**Stated exercise**
Count the lines in the records below that contain the string "white", treating uppercase and lowercase as different, and reply with only that number.

**Dataset rows on where objects appear**
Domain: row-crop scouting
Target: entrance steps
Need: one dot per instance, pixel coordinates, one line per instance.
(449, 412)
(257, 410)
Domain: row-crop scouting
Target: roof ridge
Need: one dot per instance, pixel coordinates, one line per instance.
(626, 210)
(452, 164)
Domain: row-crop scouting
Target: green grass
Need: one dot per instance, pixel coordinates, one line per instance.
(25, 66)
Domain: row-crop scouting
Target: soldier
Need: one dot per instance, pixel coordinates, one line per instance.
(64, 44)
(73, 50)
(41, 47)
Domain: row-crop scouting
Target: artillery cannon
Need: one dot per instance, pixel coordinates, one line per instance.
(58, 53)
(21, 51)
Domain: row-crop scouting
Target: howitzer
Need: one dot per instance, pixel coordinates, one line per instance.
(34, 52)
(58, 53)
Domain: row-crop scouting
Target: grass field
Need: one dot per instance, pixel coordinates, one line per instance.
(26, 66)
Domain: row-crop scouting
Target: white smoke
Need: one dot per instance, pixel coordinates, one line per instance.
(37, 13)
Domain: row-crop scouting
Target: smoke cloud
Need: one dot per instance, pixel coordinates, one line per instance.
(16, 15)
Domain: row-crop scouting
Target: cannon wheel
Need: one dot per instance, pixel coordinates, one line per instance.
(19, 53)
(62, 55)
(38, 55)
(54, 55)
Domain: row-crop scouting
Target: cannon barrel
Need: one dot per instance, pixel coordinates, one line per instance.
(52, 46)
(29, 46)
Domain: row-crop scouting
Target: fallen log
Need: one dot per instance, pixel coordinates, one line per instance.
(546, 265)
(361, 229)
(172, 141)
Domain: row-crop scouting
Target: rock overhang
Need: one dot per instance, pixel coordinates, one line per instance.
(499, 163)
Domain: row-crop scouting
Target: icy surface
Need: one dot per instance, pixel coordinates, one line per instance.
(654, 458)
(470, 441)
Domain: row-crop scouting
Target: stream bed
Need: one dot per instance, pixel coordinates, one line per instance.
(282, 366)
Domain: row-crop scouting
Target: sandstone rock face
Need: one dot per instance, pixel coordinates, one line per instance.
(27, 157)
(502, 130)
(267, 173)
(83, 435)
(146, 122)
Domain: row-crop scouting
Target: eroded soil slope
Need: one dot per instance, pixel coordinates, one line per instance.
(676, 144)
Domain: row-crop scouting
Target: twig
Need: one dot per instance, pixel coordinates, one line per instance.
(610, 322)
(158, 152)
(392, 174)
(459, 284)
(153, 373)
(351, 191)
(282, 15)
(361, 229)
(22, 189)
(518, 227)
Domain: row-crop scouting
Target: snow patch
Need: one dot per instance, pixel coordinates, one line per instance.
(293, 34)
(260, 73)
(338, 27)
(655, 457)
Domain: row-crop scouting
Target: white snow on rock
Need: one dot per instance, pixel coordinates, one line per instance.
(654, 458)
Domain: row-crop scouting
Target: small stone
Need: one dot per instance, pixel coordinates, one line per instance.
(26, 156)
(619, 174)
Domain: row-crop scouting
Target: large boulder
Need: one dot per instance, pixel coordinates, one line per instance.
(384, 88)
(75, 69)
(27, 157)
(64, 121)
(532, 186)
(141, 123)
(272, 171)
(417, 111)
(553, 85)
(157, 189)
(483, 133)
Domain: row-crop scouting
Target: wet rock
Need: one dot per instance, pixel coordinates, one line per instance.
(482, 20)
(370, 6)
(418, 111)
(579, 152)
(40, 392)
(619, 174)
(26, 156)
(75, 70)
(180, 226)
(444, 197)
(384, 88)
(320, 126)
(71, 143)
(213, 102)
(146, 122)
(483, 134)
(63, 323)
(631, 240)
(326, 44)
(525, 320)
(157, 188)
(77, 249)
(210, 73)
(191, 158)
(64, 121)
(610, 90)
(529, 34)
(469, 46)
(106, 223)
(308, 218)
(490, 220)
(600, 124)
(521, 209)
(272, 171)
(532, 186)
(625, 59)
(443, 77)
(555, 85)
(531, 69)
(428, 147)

**Answer**
2